### Work request
While copying the entries exactly, leave out each picture they contain.

[Photo-based referring expression data]
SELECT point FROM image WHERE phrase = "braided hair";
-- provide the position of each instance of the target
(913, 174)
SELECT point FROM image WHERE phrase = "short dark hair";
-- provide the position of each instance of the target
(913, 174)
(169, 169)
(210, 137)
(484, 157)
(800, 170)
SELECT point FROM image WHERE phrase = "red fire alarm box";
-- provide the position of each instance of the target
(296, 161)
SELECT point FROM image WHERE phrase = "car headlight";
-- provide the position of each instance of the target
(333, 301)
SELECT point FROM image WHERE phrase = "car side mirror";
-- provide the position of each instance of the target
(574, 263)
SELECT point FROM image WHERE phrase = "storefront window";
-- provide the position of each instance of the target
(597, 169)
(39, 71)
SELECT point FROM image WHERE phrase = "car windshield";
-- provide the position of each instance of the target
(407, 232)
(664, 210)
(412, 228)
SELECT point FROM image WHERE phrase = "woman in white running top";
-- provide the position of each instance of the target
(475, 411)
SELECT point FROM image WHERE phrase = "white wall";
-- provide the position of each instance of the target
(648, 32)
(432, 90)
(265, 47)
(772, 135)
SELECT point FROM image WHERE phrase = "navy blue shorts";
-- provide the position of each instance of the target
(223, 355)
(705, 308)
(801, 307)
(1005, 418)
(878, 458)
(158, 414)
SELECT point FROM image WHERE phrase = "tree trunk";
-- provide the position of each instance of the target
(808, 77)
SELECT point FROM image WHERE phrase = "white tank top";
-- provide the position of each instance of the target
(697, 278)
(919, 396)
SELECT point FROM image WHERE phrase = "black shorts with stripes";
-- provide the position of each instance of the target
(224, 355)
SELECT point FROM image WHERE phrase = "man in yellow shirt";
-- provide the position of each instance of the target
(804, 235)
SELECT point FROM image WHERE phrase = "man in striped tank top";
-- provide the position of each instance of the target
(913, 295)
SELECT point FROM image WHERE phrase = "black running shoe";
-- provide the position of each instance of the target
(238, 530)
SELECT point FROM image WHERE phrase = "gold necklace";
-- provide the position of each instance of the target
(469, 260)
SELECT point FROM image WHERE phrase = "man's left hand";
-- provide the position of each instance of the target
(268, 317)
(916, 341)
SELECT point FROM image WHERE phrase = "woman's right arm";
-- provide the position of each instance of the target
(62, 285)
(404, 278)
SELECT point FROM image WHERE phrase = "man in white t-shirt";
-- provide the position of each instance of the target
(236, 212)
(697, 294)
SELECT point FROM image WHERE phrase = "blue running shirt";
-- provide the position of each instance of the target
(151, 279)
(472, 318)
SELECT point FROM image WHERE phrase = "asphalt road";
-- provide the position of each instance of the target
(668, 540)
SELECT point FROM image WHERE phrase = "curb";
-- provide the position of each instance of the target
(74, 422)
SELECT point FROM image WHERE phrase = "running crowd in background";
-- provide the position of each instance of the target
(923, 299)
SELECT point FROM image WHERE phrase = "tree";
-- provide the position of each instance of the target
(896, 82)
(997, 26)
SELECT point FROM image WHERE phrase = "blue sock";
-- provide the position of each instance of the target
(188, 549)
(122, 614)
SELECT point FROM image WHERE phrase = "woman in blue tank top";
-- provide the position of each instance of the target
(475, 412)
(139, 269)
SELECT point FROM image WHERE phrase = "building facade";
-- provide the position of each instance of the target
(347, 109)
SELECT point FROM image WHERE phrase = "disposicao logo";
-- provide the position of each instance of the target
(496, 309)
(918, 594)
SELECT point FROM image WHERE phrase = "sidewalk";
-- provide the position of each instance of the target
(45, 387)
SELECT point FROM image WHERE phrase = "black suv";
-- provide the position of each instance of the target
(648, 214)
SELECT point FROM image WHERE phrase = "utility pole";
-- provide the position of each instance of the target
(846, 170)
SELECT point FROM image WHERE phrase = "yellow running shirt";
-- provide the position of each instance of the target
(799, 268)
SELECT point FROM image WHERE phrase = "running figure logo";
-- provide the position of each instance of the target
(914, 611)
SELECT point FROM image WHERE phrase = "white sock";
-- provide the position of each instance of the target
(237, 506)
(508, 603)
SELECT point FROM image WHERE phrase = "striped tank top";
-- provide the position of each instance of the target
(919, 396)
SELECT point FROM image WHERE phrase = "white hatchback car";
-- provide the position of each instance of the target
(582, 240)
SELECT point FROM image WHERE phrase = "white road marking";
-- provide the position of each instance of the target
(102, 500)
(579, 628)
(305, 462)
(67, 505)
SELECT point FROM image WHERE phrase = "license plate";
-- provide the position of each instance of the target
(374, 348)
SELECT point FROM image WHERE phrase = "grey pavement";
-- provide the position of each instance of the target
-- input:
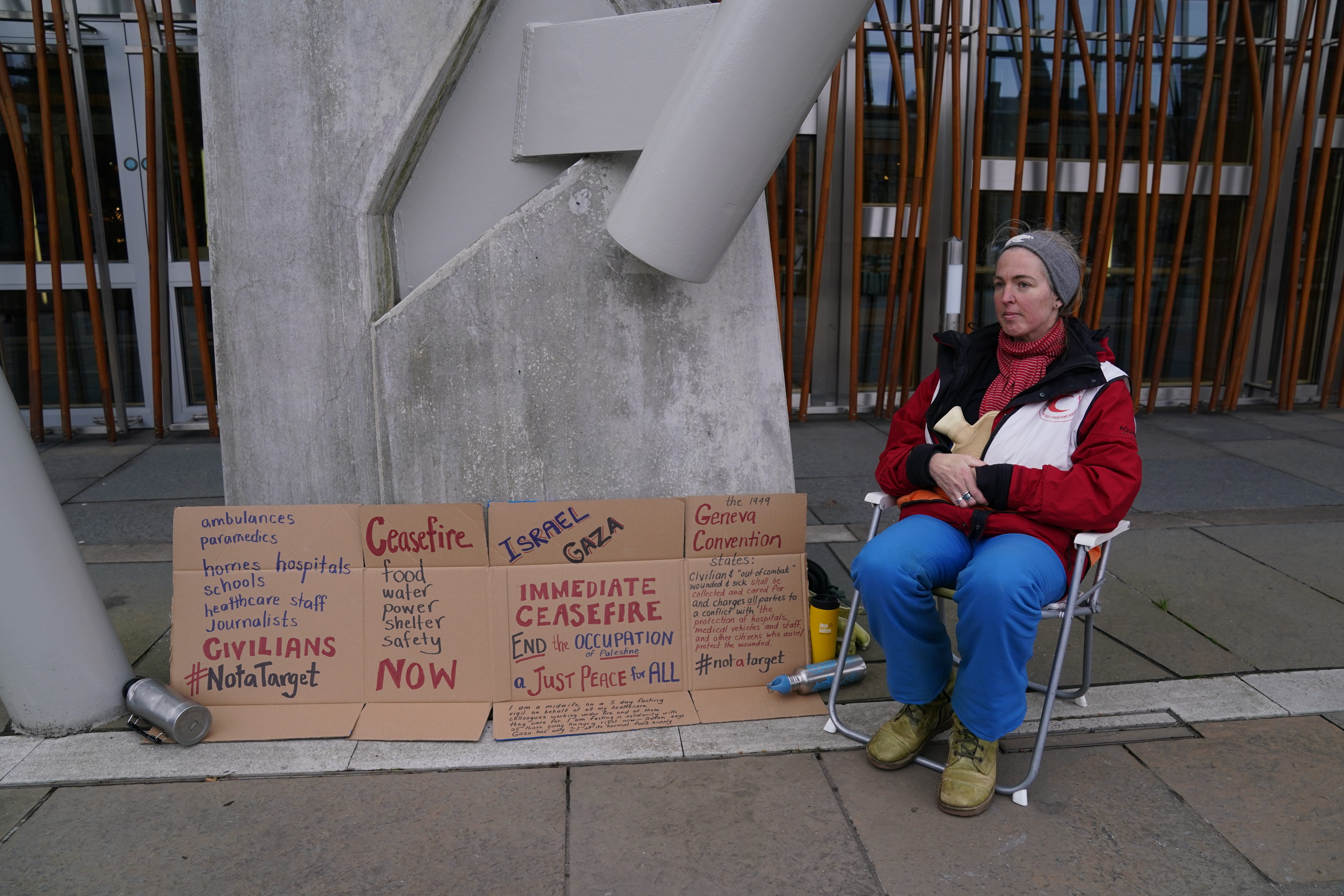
(1209, 760)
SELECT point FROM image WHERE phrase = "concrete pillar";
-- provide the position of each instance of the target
(61, 663)
(541, 361)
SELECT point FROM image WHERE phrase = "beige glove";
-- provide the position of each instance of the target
(967, 439)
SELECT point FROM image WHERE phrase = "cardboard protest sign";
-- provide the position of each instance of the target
(747, 524)
(421, 722)
(591, 715)
(546, 532)
(743, 704)
(321, 539)
(432, 535)
(283, 723)
(428, 636)
(268, 637)
(607, 629)
(748, 620)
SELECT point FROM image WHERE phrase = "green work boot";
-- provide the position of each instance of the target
(898, 742)
(968, 782)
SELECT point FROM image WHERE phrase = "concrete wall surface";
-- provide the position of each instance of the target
(315, 123)
(546, 362)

### Written response
SELECT point FROM image WHERE phrase = "braided hair";
-- provide the position of each instance of the target
(913, 174)
SELECT point FROM image WHERE phrase = "short dark hair";
-- provide the position of each instance of the target
(913, 174)
(169, 169)
(210, 137)
(484, 157)
(800, 170)
SELECT point FROM image WHERE phrase = "red fire alarm box";
-- provide the position of each instance of the target
(296, 161)
SELECT point FROM image WHERE phrase = "car headlight";
-- provide the position of each instance of the target
(333, 301)
SELECT point FROM image WHERE phrase = "car side mirror";
-- provide the position of each instance of the target
(574, 263)
SELECT point FROM image WHERE phrase = "storefront window";
-- provide the position of each instance of the target
(597, 169)
(39, 71)
SELECT point FROM image WHERE phrase = "car windshield";
-- provide the position of each instance of the target
(407, 232)
(664, 210)
(412, 228)
SELECT point FROM image WHERE phrase = "woman in white running top";
-- provide the position of each instance of the target
(475, 411)
SELECT point FROM image WHERE phrase = "white wall";
-- provide the position of each instance of the target
(648, 32)
(432, 90)
(265, 47)
(772, 135)
SELECT point FROM image WHERE phrase = "navy blue shorts";
-- provide the position of each instance of the target
(223, 355)
(705, 308)
(801, 307)
(1005, 418)
(878, 458)
(158, 414)
SELECT point FROM image WHERE phrase = "tree trunk";
-- provide the position of each instance of the target
(808, 77)
SELECT point FROM image WHERE phrase = "white tank top";
-- provide the position of each instance of the target
(697, 278)
(919, 396)
SELECT point FROM image WHERE phrase = "black shorts with stripes";
-- provide the position of each instance of the target
(224, 355)
SELECT point FROM image WHERE phrase = "man in yellow shirt";
-- provide the position of each instance of the target
(804, 235)
SELECT point FROM image WHERE phrase = "man in striped tank top";
-- provide the position of each instance of the target
(913, 295)
SELECT point FROM image WHERE phrase = "black running shoe";
-- provide the position of each instance of the target
(238, 530)
SELECT point FROM image WHERE phrase = "gold necklace";
-- provide the position of each instance of the target
(469, 260)
SELECT point FROM image WHERE phrase = "man's left hand";
-- provide the position of each instance of the target
(268, 317)
(916, 341)
SELECT point FROM image WHERE phrase = "woman's right arm";
-- provide the position of each instance of the target
(62, 285)
(404, 278)
SELECT point FROM image WHERE phrase = "man in white t-shirt";
-- provide the position of each instance of the target
(236, 212)
(697, 294)
SELECT point FROM image WHERE phrase = "blue running shirt";
-- provide the position of each instance of the target
(151, 279)
(472, 318)
SELECT point FROM image WHERE phrase = "asphalt road";
-- provide the position of each instance of the target
(668, 540)
SELECT point FROM image WHERE phrase = "curb";
-- provide the position of each instance of the target
(74, 422)
SELECT point FROM image WHERE phrase = "running crowd in background";
-- provide the position of each instance of the target
(923, 299)
SELECT point FROM image WHERE phrase = "tree";
-- provide the position of each instance of the target
(896, 82)
(997, 26)
SELECT point FROM image WHERE phrase = "blue sock";
-- provide the position of each instance of the target
(188, 549)
(122, 614)
SELECT point FROM image WHERE phrase = "woman in blue tank top";
-- provide the position of each instance of the target
(475, 412)
(139, 269)
SELECT point FROM image WHERE phrase = "building facade";
-- provide the position of each instance of the target
(347, 109)
SELECT point FROM image WHERE phrase = "disposicao logo";
-- provide the position of each instance of the target
(496, 309)
(918, 594)
SELECT point FROM image WHERE phrase = "sidewalk";
-- provide the position of each instance of the target
(45, 387)
SELECT point FROM image WHERE phrase = "black suv";
-- provide the position of each instance of the target
(648, 214)
SELECT point FROM image WHERE phrase = "utility pole";
-- provide the position of each instance of the target
(846, 170)
SELECT point FROM image WHERE phrase = "yellow running shirt";
-- provide the position of each instance of the target
(799, 268)
SELECT point FROM image WHERE phrase = "running figure logo";
-- provide the position of each instance of the target
(914, 611)
SELECT point FROM image WHERE phrase = "white sock";
-- provide the position of each instance of the target
(237, 506)
(508, 603)
SELECT point FROM image WHERE phrase = "striped tank top";
-- provide the position of each instance of the target
(919, 396)
SELECT point FROM image WHERE phrase = "white hatchback car";
-- provide the position of each instance of the target
(582, 240)
SELECT point FROM image WHERE phrase = "white road marking";
-- provide the position of each instance of the target
(102, 500)
(579, 628)
(305, 462)
(67, 505)
SELECT point FROM image WHERE phrase = "license plate";
-- provide the position of each instance of the target
(374, 348)
SELECT point FROM image WHERE phrase = "grey pavement";
-- provide the position of each instance of the target
-- input:
(1209, 760)
SELECT point FROM image WHERE phrase = "concrete pillar";
-- provide the position of each instance of the target
(61, 663)
(541, 361)
SELECT point FROM image WHERE phrase = "beige glove";
-- provide the position of each instance of the target
(967, 439)
SELECT point FROM image WHERE phrase = "cardboard protest sign";
-- provide the position of each instance of the target
(747, 524)
(421, 722)
(591, 715)
(546, 532)
(743, 704)
(321, 539)
(432, 535)
(283, 723)
(428, 636)
(268, 637)
(607, 629)
(748, 620)
SELECT point FROM image WHERE phrase = "green work boot";
-- provide the position of each instance of the target
(898, 742)
(968, 782)
SELECT point FROM image WHERE phrase = "concrete wall surface";
-- provide the position of each instance of the target
(315, 123)
(546, 362)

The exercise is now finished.